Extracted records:
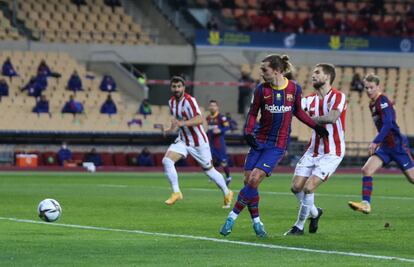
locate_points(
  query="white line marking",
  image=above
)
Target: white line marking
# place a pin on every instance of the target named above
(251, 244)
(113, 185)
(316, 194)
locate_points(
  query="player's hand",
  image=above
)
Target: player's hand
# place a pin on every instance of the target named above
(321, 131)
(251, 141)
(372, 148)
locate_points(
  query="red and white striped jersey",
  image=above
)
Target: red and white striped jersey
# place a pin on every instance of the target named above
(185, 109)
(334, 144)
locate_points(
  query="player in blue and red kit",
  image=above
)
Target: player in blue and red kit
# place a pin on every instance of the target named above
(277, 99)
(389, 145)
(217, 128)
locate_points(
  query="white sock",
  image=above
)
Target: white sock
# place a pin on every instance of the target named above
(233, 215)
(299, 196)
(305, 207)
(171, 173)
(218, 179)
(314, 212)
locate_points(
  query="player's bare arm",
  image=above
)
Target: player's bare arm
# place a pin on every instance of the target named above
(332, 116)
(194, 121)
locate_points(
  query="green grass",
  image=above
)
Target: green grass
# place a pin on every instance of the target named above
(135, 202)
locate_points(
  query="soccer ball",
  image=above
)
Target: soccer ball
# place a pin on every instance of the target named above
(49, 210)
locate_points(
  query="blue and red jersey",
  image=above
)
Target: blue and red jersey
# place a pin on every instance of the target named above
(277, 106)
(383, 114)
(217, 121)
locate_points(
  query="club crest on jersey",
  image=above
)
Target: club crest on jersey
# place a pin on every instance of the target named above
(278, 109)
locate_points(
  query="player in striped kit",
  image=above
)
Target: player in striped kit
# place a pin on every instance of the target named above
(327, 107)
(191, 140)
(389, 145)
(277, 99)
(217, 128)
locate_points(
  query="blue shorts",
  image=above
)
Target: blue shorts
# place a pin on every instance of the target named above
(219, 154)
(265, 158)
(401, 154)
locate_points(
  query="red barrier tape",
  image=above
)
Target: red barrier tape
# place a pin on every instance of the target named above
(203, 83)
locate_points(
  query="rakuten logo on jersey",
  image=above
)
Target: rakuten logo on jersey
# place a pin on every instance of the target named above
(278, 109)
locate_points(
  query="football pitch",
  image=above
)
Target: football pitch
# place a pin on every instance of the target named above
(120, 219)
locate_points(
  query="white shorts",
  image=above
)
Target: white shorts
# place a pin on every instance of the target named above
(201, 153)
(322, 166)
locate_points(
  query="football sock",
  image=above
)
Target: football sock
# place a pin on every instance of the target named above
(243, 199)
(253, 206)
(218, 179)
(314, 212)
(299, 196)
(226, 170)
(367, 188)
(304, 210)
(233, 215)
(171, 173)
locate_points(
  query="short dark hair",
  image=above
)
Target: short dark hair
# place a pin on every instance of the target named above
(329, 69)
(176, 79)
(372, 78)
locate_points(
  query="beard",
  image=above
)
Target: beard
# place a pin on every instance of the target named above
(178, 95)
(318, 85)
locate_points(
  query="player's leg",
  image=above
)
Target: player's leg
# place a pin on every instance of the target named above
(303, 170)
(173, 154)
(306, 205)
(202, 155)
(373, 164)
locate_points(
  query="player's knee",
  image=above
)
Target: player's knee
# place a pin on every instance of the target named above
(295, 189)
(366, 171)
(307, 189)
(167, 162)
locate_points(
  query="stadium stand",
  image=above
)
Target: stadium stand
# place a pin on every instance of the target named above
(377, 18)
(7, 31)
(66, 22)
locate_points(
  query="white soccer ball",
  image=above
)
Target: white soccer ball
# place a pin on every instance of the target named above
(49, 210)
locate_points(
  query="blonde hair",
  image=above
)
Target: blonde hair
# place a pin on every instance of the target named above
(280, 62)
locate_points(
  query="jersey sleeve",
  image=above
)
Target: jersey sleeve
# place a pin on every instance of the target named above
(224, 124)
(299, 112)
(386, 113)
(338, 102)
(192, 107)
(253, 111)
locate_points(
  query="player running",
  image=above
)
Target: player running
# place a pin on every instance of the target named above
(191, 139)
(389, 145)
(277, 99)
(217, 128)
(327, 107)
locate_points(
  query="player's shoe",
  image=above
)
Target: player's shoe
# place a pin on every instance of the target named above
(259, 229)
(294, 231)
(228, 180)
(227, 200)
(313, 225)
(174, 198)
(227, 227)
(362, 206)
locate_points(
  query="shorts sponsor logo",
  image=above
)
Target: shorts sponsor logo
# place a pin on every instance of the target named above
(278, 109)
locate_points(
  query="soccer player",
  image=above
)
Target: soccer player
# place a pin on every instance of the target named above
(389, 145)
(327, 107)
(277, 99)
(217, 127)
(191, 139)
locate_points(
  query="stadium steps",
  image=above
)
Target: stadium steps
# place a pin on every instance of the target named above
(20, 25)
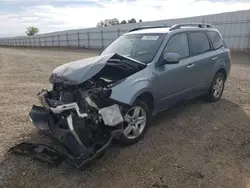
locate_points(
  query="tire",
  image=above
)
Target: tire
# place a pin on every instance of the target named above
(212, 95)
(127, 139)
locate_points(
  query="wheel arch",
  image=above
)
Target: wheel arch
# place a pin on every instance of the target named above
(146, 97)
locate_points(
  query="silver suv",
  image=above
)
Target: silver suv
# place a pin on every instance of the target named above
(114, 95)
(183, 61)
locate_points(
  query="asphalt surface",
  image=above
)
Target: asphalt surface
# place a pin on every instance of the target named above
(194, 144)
---
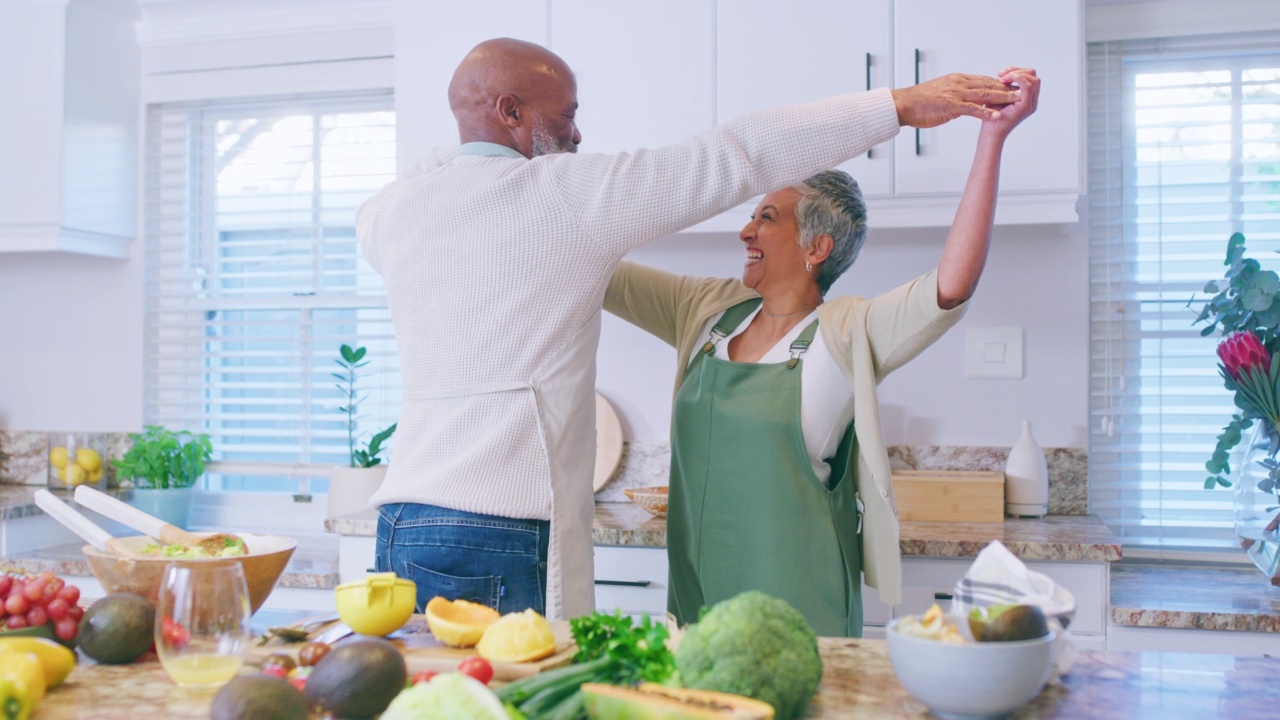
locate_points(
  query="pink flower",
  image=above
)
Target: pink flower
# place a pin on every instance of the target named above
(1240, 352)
---
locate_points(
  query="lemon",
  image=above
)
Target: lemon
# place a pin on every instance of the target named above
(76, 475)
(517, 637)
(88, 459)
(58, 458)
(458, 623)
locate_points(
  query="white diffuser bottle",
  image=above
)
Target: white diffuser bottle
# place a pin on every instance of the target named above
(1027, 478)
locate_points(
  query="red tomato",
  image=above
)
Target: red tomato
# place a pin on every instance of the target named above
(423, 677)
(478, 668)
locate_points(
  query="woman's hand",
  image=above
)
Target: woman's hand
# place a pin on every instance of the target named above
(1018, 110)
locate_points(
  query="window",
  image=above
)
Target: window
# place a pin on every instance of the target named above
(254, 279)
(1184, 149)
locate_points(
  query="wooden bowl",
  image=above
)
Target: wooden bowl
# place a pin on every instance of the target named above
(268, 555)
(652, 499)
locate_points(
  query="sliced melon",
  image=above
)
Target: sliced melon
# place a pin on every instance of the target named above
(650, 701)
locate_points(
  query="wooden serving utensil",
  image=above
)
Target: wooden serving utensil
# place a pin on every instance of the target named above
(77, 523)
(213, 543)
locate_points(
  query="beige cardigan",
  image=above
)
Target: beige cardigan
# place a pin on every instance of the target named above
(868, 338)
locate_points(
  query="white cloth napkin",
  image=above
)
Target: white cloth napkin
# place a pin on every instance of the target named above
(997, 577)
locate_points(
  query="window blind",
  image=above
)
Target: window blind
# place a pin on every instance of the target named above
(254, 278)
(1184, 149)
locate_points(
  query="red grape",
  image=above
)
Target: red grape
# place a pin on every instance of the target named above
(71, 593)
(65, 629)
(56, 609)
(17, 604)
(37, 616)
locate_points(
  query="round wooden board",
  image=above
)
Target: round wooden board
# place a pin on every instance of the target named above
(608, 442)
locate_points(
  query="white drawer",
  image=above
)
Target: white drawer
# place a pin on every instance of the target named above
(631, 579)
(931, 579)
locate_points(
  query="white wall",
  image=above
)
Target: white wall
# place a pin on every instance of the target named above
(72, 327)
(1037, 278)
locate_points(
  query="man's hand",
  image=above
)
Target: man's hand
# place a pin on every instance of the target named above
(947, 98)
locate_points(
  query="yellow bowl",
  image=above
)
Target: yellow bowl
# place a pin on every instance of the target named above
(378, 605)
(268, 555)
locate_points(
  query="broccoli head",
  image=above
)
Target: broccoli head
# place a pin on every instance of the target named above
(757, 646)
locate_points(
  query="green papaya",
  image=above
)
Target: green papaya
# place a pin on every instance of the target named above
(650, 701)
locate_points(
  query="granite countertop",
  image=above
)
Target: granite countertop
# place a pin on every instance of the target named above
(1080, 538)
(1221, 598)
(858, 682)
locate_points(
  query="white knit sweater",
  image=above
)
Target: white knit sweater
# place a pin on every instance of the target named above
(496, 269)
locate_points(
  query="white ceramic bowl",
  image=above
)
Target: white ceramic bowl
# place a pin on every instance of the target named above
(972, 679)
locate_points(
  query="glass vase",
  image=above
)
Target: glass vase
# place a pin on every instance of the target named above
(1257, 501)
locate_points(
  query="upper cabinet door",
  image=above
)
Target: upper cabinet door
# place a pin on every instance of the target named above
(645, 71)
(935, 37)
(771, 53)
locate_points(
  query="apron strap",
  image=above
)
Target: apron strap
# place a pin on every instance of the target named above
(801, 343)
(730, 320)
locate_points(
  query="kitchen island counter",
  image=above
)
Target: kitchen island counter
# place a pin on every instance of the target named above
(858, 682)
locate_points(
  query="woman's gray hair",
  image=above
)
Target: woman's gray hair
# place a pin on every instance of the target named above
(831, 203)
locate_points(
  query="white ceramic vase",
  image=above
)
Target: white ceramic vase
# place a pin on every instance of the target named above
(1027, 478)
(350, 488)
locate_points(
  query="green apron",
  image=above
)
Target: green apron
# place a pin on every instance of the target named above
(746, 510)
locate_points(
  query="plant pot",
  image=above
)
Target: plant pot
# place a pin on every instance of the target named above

== GIVEN INSTRUCTION ==
Return every line of the records that contains the string "bowl". Case counts.

== TASK OUTPUT ==
  query="wooden bowl",
Target: wooden bowl
  query="yellow bowl",
Target: yellow bowl
  query="white ceramic bowl",
Target: white ceramic bowl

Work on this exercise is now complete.